▸ EXCERPT PROVIDED
------------------------------------------------

- The paper demonstrates that fine-tuned decoders, such as GPT-4o, can achieve humor classification performance equivalent to encoder models like RoBERTa-base, challenging conventional presumptions.
- The paper employs a multi-class classification framework across five humor types and a non-humorous category, using curated datasets and standardized metrics like F1-macro for evaluation.
- The paper's findings highlight the critical role of data quality, fine-tuning strategies, and evaluation protocols in advancing LLM performance for nuanced tasks such as humor comprehension.
Decoders Laugh as Loud as Encoders
Introduction
The exploration of humor comprehension by AI models has long posed a challenge due to the nuanced and culturally-dependent nature of humor. As LLMs like GPT and Claude demonstrate sophisticated text generation capabilities, understanding whether these models genuinely comprehend humor becomes pertinent. This paper, "Decoders Laugh as Loud as Encoders" (2509.04779), investigates the ability of various LLM architectures, particularly fine-tuned decoders and encoders, to classify humorous text effectively.
Methodology
The study employs a methodological framework that evaluates LLMs on their capability to classify humor into predefined categories. English humor is segmented into five distinct types: absurdity, dark, irony, wordplay, and social commentary. Additionally, a sixth category includes regular, non-humorous sentences as negative examples. The models tested span three architectures: Encoders, Encoder-Decoder models, and Decoders.
Data Collection and Preprocessing
Data was meticulously gathered from web sources such as Reddit and other humor-centric media platforms, ensuring a wide coverage of humor styles. The datasets underwent rigorous cleansing to address ambiguity by filtering out multi-faceted jokes and ensuring a straightforward classification task. Categories of jokes prone to wordplay elements were particularly curated to maintain a multi-class classification structure.

------------------------------------------------

▸ ABOUT THIS EXERCISE
Copy out the full summary of the humor classification study word for word.

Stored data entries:

------------------------------------------------

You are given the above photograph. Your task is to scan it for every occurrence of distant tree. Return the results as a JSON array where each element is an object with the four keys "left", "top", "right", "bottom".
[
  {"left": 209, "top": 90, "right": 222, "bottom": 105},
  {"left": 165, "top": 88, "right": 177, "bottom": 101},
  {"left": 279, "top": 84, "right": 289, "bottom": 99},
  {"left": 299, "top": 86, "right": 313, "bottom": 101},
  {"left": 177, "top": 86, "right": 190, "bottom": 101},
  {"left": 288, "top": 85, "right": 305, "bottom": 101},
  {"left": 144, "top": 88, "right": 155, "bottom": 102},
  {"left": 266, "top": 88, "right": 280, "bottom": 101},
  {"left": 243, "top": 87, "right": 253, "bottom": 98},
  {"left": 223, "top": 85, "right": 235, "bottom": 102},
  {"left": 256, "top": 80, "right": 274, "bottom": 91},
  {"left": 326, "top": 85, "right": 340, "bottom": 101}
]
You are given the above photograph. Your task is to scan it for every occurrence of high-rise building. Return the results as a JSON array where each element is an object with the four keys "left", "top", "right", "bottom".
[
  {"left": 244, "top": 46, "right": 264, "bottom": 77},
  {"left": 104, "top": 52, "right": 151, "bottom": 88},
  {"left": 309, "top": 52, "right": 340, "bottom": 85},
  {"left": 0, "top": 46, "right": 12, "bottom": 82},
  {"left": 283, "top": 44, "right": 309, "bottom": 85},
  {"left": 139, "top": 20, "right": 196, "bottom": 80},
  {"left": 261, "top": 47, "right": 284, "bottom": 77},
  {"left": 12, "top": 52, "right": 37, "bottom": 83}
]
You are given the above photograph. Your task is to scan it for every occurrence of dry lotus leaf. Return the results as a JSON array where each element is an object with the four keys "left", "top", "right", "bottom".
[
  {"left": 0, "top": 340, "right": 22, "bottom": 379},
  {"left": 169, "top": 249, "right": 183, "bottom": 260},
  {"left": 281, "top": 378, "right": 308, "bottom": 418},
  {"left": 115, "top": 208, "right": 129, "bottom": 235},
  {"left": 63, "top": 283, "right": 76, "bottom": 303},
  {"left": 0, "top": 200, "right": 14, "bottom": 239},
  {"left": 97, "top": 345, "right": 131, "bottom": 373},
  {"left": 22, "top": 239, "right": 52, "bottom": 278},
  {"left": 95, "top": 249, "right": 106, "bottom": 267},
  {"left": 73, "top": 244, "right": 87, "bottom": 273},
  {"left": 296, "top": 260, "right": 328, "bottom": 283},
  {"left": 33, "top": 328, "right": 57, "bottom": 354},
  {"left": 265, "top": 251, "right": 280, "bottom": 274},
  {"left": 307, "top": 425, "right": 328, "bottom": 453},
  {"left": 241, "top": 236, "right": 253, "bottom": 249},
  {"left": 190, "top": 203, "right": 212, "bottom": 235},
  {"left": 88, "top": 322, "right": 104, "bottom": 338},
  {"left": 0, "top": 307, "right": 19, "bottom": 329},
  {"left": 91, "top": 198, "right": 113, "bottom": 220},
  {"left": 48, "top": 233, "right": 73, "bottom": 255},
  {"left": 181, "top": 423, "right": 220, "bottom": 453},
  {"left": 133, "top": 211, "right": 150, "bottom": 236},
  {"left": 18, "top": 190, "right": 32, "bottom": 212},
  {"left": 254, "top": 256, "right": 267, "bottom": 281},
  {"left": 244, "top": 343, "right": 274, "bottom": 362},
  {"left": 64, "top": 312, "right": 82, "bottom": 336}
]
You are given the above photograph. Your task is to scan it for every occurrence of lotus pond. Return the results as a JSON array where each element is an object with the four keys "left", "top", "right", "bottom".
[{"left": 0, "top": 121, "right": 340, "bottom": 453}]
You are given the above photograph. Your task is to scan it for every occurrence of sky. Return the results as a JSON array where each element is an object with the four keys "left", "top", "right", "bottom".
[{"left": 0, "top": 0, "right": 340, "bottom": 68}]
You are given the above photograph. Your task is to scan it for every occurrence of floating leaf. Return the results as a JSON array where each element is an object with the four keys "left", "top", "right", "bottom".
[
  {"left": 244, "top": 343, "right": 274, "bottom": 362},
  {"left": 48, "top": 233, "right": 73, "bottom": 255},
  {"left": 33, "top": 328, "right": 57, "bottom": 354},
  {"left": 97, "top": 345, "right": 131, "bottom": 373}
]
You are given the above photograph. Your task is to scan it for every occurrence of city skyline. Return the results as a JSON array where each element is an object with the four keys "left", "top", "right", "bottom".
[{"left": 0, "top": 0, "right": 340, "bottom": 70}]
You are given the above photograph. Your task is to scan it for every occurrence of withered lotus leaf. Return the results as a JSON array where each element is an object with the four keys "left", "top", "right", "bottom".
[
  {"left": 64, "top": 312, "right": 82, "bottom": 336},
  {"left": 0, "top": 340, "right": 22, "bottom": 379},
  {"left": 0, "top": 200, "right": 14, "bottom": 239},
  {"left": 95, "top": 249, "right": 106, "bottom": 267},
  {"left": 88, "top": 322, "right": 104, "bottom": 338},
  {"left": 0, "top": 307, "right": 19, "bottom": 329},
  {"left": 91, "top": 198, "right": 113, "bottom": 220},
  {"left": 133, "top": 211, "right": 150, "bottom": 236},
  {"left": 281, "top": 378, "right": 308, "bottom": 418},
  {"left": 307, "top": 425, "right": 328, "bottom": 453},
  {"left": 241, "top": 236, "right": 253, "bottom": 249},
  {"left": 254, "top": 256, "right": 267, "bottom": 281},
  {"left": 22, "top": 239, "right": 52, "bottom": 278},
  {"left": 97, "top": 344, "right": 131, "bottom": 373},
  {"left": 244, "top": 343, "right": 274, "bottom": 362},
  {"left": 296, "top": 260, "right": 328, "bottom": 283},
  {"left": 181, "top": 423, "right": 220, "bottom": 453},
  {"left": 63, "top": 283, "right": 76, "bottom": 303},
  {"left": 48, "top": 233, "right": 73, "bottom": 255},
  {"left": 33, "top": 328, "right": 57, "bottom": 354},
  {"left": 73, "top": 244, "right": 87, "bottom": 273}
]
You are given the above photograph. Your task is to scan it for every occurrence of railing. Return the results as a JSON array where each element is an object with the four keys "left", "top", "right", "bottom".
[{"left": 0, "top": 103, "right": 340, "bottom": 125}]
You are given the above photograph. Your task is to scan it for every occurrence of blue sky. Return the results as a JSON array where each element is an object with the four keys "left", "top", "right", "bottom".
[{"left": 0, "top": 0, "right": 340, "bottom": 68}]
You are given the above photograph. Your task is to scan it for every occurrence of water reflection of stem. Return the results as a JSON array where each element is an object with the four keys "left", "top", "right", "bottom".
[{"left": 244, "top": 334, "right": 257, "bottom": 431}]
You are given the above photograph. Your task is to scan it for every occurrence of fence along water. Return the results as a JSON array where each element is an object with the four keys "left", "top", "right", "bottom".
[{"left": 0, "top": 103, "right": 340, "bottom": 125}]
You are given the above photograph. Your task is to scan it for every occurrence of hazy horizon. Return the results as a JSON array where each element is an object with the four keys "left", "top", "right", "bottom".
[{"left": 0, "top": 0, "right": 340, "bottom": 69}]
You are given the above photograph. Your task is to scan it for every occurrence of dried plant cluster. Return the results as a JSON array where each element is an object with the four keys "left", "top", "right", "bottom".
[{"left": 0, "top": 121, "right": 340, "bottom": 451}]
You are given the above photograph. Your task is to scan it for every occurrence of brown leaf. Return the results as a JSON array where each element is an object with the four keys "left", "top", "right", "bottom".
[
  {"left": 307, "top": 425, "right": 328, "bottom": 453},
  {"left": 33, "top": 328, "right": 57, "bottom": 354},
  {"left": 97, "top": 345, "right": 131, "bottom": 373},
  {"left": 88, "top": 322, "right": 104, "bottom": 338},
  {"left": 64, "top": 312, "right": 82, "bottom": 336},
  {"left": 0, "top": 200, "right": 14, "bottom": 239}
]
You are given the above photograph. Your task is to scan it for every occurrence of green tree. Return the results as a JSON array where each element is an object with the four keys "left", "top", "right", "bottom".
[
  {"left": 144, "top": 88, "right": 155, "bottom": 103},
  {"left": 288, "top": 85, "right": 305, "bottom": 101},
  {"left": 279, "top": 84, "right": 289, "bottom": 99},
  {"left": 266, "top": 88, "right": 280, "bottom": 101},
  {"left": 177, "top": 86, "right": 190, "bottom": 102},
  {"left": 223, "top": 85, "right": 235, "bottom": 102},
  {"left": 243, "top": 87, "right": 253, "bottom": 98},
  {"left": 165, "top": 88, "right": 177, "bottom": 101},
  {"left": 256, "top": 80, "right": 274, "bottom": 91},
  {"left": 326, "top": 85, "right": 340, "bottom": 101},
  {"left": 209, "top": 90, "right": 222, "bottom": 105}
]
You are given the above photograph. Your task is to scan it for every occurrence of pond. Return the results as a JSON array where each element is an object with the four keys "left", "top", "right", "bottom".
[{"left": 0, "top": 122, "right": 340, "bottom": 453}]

------------------------------------------------

▸ RESULT FOR THIS TASK
- The paper demonstrates that fine-tuned decoders, such as GPT-4o, can achieve humor classification performance equivalent to encoder models like RoBERTa-base, challenging conventional presumptions.
- The paper employs a multi-class classification framework across five humor types and a non-humorous category, using curated datasets and standardized metrics like F1-macro for evaluation.
- The paper's findings highlight the critical role of data quality, fine-tuning strategies, and evaluation protocols in advancing LLM performance for nuanced tasks such as humor comprehension.
Decoders Laugh as Loud as Encoders
Introduction
The exploration of humor comprehension by AI models has long posed a challenge due to the nuanced and culturally-dependent nature of humor. As LLMs like GPT and Claude demonstrate sophisticated text generation capabilities, understanding whether these models genuinely comprehend humor becomes pertinent. This paper, "Decoders Laugh as Loud as Encoders" (2509.04779), investigates the ability of various LLM architectures, particularly fine-tuned decoders and encoders, to classify humorous text effectively.
Methodology
The study employs a methodological framework that evaluates LLMs on their capability to classify humor into predefined categories. English humor is segmented into five distinct types: absurdity, dark, irony, wordplay, and social commentary. Additionally, a sixth category includes regular, non-humorous sentences as negative examples. The models tested span three architectures: Encoders, Encoder-Decoder models, and Decoders.
Data Collection and Preprocessing
Data was meticulously gathered from web sources such as Reddit and other humor-centric media platforms, ensuring a wide coverage of humor styles. The datasets underwent rigorous cleansing to address ambiguity by filtering out multi-faceted jokes and ensuring a straightforward classification task. Categories of jokes prone to wordplay elements were particularly curated to maintain a multi-class classification structure.